● Work required
Can the data below be set down again exactly, line for line?

(Extracted records)
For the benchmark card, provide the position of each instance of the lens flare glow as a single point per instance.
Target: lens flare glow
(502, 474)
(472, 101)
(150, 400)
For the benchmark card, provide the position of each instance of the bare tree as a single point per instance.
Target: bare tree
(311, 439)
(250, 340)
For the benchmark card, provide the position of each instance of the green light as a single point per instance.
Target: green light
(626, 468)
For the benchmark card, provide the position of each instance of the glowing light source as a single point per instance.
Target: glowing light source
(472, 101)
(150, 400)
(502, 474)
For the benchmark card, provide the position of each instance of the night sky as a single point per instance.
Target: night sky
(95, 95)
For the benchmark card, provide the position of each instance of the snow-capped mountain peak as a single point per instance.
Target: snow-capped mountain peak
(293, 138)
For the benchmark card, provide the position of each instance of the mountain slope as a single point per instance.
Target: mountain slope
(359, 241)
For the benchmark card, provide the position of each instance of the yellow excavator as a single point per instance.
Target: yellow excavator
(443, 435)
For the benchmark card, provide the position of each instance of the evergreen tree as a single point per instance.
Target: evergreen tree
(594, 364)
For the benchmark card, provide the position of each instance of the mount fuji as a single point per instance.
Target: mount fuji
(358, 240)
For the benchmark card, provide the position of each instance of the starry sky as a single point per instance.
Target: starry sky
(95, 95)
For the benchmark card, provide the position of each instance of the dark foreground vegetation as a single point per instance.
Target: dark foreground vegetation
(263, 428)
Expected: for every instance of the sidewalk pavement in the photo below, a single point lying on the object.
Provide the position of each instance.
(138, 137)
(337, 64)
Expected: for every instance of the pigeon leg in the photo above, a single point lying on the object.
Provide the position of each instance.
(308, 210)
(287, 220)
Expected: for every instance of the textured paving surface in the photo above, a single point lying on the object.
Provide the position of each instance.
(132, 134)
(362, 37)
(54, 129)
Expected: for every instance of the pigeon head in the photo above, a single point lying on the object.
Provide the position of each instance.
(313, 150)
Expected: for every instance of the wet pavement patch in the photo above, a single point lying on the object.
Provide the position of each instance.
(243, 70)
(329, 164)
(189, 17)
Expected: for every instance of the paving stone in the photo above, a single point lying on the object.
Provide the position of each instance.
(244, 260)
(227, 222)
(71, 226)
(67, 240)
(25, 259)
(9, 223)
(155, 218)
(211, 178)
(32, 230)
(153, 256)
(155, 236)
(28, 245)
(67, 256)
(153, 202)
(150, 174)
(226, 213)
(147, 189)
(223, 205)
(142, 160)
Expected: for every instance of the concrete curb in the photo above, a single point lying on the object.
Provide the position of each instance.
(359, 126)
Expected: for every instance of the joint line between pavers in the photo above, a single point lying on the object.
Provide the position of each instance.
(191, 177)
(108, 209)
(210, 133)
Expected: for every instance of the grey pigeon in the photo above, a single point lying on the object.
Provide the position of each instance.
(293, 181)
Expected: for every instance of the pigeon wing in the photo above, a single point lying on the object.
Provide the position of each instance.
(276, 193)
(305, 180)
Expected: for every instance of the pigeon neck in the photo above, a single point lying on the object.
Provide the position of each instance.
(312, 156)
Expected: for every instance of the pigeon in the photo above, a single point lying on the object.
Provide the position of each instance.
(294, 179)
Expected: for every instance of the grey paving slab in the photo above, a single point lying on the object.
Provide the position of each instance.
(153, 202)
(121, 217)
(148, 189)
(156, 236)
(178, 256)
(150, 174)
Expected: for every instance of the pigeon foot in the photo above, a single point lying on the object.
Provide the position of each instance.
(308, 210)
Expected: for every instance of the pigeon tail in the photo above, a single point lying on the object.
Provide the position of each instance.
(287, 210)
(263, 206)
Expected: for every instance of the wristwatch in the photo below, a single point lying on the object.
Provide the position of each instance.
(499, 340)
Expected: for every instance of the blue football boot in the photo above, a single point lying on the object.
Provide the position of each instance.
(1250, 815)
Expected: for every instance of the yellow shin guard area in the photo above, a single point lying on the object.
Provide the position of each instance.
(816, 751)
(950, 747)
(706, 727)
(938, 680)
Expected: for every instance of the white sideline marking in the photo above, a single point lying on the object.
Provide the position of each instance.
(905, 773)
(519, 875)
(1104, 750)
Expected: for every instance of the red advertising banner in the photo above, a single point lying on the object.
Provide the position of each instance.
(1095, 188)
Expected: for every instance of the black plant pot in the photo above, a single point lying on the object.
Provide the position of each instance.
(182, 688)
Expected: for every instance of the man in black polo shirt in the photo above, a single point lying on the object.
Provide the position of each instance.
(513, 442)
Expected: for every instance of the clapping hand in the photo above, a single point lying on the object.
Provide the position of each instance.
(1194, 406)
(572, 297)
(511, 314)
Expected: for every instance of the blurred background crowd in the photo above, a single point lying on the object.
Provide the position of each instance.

● Final result
For the benchmark card, provide the position of each instance of the lens flare glow as a single point per instance.
Target: lens flare glow
(502, 474)
(472, 101)
(150, 400)
For the benchmark card, provide the position of each instance of the bare tree as a single point per instance.
Target: bare tree
(311, 439)
(250, 340)
For the benchmark card, provide the position of each instance of the green light as a single point per instance.
Target: green light
(626, 468)
For the benchmark card, provide the position of each instance of the glowing light source as a single point per instance.
Target: glowing light source
(472, 101)
(150, 400)
(502, 474)
For the benchmark card, provide the position of each instance of the night sky as a single point per instance.
Target: night sky
(95, 95)
For the benchmark card, provide the position of each instance of the snow-capped mountain peak as a single point per instance.
Target: snow-capped mountain peak
(293, 138)
For the benchmark card, provide the position of each instance of the mountain slope as a single point per instance.
Target: mountain slope
(359, 241)
For the benchmark card, provide the position of each instance of the yellow excavator as a single point per instance.
Target: yellow excavator
(443, 435)
For the benchmark card, provide the position of each instance of the evergreen tree as a single point per instance.
Target: evergreen tree
(594, 364)
For the benchmark card, provide the position of each instance of the mount fuji as a single point per instance.
Target: mount fuji
(358, 240)
For the benchmark card, provide the position of each instance of the starry sky as a single point per instance.
Target: starry sky
(95, 95)
For the benchmark card, provide the position of each instance of the dark foreground vegetation as a single point per instance.
Target: dark foreground vegetation
(263, 428)
Expected: for every instance of the sidewalk pavement in the photo below, a single point lying on the object.
Provide the position of each instance.
(138, 137)
(337, 64)
Expected: for every instance of the pigeon leg in the photo above, a single point lying on the object.
Provide the position of each instance.
(308, 210)
(287, 220)
Expected: for every instance of the textured paving surface in the photo above, a single point lying on the object.
Provide the position of each instance.
(132, 134)
(362, 37)
(54, 129)
Expected: for every instance of the pigeon head in the photo above, a single point lying on the object.
Provide the position of each instance.
(313, 150)
Expected: for every instance of the wet pavement patch in the photo above, a single point lying on the object.
Provide the position of each instance.
(243, 70)
(329, 164)
(189, 17)
Expected: for every instance of the paving stone in the photo above, a single point lying on the object.
Provide the position of each instance.
(244, 260)
(227, 222)
(71, 226)
(67, 240)
(25, 259)
(9, 223)
(155, 218)
(211, 178)
(32, 230)
(153, 256)
(155, 236)
(28, 245)
(67, 256)
(153, 202)
(150, 174)
(226, 213)
(147, 189)
(223, 205)
(142, 160)
Expected: for every instance of the concrete curb in the photo above, a single point lying on the object.
Provide the position of each instance.
(359, 126)
Expected: for every instance of the joint line between pavers in the photo above, a single point lying on the object.
Provide the position of each instance.
(191, 177)
(108, 209)
(210, 133)
Expected: for every instance of the grey pigeon in the photo above, a single point lying on the object.
Provide the position of each instance.
(293, 181)
Expected: for every instance of the pigeon wing in the photo above, a single point lying on the object.
Provide the position of each instance.
(276, 193)
(305, 180)
Expected: for every instance of the pigeon neck in the photo above, a single point lying on the object.
Provide the position of each instance.
(312, 156)
Expected: for every instance of the pigeon in the photo above, a single point lying on the object.
Provide the position of each instance.
(294, 179)
Expected: for every instance of the grey paving slab in the photo above, a single point lying on the object.
Provide the position of each instance.
(153, 202)
(121, 217)
(148, 189)
(156, 236)
(178, 256)
(150, 174)
Expected: for every instance of the pigeon foot in the photo above, a single point lying on the object.
Provide the position of each instance.
(308, 210)
Expected: for every instance of the pigeon tail in the photo above, a single point lying on the object.
Provide the position of each instance.
(287, 210)
(263, 206)
Expected: for every instance of the wristwatch in the photo below, a single point lying on the object.
Provide the position of each instance.
(499, 340)
Expected: for every instance of the blue football boot in the photo above, a single point lying on the object.
Provide the position of each instance.
(1250, 815)
Expected: for every instance of the yellow shin guard area in the photo above, a single point lying on the object.
Provide the position of each instance.
(816, 751)
(950, 747)
(706, 727)
(938, 680)
Expected: for every instance of the white sideline marking in the photo above, a single point lying on the object.
Provide the position of each instance.
(905, 773)
(519, 875)
(1104, 750)
Expected: for every instance of the red advertising banner in the photo above, a single point lying on the object.
Provide the position of each instance.
(1095, 188)
Expected: for every instance of the black plant pot in the photo above, a single point lying on the object.
Provide the position of each instance.
(182, 688)
Expected: for every instance of the man in black polo shirt in the photo above, a single point lying on the object.
Provide the position of each instance.
(513, 442)
Expected: for every instance of the clapping hand in the photo above, a single point lying on the object.
Provide the position of each instance.
(1194, 406)
(572, 297)
(511, 314)
Expected: for every instance of the blurred background crowd in the photo above, a single point lying on the object.
Provide the position of each instance.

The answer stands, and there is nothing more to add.